> [Request]: Format everything from the row containing "pinpoint the lamp" down to the row containing "41,144 -> 202,160", both included, as a Markdown table with columns Num and Content, one numbered line per row and blank lines omitted.

> [Data in this exercise]:
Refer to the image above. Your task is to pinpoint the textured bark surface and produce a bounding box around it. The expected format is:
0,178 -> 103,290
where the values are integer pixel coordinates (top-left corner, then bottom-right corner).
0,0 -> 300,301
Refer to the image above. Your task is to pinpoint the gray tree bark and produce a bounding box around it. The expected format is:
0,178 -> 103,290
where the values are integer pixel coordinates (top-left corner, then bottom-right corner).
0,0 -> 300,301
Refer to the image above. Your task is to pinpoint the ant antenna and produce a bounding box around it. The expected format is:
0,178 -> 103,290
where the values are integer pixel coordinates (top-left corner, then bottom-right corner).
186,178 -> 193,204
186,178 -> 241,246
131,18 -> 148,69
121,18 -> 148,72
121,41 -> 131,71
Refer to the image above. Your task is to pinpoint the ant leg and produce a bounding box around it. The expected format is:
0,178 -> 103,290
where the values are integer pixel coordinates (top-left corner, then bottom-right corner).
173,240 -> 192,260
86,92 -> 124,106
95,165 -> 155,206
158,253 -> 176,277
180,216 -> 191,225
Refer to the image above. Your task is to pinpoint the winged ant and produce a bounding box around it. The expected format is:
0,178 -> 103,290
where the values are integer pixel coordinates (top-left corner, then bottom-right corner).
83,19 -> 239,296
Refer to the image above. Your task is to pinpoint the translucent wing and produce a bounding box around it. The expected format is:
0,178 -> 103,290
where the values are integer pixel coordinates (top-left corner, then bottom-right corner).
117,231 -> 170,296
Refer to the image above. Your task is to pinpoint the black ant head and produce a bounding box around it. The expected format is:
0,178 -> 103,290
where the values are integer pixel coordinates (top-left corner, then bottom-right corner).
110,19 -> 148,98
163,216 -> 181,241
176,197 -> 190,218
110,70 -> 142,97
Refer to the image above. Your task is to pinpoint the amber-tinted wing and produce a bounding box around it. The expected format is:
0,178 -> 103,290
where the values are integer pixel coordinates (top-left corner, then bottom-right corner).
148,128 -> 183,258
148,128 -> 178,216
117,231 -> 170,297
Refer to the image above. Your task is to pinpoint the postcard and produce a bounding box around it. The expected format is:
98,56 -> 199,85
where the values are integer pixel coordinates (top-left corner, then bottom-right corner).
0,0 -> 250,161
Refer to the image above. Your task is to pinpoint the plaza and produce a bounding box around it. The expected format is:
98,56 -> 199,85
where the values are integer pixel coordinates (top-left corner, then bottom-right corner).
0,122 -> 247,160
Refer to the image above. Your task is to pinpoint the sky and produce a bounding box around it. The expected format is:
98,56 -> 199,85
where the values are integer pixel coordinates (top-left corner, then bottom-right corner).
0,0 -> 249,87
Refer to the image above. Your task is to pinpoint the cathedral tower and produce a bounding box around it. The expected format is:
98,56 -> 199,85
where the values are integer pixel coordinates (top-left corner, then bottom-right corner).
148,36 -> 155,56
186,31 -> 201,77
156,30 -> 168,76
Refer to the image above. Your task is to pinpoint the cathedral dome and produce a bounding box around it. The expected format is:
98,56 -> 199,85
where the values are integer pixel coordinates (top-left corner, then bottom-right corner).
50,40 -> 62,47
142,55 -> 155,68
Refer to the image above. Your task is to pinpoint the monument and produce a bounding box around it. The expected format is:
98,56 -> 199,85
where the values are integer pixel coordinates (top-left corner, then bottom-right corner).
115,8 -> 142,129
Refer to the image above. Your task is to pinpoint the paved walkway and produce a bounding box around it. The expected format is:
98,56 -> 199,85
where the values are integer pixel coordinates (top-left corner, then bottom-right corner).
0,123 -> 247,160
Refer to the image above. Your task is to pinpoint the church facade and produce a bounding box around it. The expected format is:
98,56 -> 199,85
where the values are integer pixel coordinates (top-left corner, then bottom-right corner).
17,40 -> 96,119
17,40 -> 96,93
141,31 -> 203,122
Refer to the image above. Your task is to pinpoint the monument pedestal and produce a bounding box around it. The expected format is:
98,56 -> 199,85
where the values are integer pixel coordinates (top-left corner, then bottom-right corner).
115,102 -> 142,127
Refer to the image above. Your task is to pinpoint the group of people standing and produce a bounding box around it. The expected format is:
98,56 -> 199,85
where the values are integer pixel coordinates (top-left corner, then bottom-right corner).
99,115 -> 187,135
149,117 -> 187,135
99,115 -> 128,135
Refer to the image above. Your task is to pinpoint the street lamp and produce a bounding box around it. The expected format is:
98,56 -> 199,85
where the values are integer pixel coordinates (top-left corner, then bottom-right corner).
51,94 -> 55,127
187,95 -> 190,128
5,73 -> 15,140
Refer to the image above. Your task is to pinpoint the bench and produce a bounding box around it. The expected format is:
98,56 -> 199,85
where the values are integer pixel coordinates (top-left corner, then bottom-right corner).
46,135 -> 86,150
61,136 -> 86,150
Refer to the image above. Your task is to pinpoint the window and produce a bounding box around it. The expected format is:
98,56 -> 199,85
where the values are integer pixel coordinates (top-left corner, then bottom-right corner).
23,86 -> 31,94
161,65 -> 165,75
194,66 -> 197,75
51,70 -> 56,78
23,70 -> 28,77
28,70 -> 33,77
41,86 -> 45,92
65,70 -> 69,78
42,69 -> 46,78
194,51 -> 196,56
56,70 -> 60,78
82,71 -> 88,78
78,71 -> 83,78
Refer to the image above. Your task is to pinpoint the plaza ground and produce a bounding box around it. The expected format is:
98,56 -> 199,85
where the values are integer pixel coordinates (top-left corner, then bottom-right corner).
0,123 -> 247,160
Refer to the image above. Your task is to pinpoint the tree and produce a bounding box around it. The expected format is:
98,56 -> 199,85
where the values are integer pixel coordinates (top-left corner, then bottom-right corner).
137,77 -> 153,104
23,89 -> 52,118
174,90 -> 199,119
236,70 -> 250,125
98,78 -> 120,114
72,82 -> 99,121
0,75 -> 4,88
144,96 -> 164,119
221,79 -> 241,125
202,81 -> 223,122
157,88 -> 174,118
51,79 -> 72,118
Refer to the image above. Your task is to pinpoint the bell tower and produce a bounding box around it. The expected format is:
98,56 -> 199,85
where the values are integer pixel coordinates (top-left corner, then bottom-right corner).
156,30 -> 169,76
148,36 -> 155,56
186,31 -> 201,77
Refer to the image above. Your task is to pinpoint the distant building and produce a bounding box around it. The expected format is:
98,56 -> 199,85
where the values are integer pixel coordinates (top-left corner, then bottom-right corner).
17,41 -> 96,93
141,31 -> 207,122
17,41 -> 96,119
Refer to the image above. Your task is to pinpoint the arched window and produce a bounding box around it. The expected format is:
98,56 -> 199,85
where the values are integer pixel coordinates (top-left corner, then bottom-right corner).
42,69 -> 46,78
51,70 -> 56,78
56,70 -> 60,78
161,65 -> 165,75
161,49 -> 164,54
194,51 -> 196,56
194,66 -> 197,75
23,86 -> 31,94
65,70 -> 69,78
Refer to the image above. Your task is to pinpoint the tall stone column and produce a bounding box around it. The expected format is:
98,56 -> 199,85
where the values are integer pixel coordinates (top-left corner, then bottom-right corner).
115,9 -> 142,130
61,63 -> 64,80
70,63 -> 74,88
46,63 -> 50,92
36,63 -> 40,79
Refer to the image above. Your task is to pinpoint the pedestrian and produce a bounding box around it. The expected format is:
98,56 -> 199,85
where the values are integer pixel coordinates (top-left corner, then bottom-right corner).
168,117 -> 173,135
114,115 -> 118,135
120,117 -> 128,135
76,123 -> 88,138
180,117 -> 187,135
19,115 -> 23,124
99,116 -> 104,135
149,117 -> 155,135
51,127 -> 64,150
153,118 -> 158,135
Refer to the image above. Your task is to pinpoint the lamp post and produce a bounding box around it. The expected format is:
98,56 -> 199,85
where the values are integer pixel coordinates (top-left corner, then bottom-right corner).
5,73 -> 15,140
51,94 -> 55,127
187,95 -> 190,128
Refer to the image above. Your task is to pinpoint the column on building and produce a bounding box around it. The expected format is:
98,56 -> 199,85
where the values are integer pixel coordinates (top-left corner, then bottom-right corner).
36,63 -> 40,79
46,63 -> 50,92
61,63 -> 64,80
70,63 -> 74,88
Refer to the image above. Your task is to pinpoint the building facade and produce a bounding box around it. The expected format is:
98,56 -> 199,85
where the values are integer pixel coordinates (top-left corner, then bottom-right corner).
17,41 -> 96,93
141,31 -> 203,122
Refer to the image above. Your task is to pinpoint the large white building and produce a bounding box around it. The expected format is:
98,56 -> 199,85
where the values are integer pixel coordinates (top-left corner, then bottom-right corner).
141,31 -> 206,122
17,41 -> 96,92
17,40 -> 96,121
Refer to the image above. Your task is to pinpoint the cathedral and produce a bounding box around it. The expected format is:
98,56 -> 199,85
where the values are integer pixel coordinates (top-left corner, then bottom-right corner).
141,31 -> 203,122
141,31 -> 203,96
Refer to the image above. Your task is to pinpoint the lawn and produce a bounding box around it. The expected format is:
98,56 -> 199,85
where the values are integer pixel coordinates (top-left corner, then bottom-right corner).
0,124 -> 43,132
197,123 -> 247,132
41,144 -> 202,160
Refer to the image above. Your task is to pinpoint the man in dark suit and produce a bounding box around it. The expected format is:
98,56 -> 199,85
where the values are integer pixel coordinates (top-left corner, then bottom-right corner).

> [Response to this exercise]:
| Num | Content |
|---|---|
| 1 | Refer to the image above. Your task is to pinpoint the lamp post and produce a bounding box around it. The expected format is: |
| 2 | 98,56 -> 199,85 |
| 3 | where the values are integer pixel coordinates (top-left corner, then bottom-right corner). |
| 4 | 5,73 -> 15,140 |
| 5 | 51,94 -> 55,127 |
| 6 | 187,95 -> 190,128 |
| 7 | Refer to the image above. Your task is to pinpoint the column on building and produce a bounding box around it. The expected format is: |
| 8 | 98,56 -> 199,85 |
| 9 | where the values are integer pixel coordinates (top-left corner, then bottom-right corner). |
| 10 | 36,63 -> 40,79 |
| 11 | 46,63 -> 50,92 |
| 12 | 61,63 -> 64,80 |
| 13 | 70,63 -> 74,88 |
| 14 | Refer to the image above. Your task is to pinpoint the building facade and produce a bounding box around it. The expected format is: |
| 15 | 98,56 -> 199,85 |
| 16 | where the values are integer pixel coordinates (top-left corner, then bottom-right corner). |
| 17 | 17,41 -> 96,93 |
| 18 | 141,31 -> 203,122 |
| 19 | Refer to the image above. Your task is to pinpoint the large white building and produce a bounding box around it. The expected format is: |
| 20 | 98,56 -> 199,85 |
| 21 | where the values are integer pixel coordinates (top-left corner, then bottom-right corner). |
| 22 | 141,31 -> 206,122 |
| 23 | 17,41 -> 96,92 |
| 24 | 17,40 -> 96,121 |
| 25 | Refer to the image above. Your task is to pinpoint the cathedral and produce a bounding box around it. The expected format is: |
| 26 | 98,56 -> 199,85 |
| 27 | where the values are integer pixel coordinates (top-left corner, then bottom-right corner). |
| 28 | 141,31 -> 203,122 |
| 29 | 141,31 -> 203,96 |
| 30 | Refer to the image above. Your task is to pinpoint the lawn and produce a bounding box around it. The expected format is: |
| 31 | 98,56 -> 199,85 |
| 32 | where the values are integer pixel coordinates (top-left corner, then bottom-right corner). |
| 33 | 0,124 -> 43,132 |
| 34 | 197,123 -> 247,132 |
| 35 | 41,144 -> 202,160 |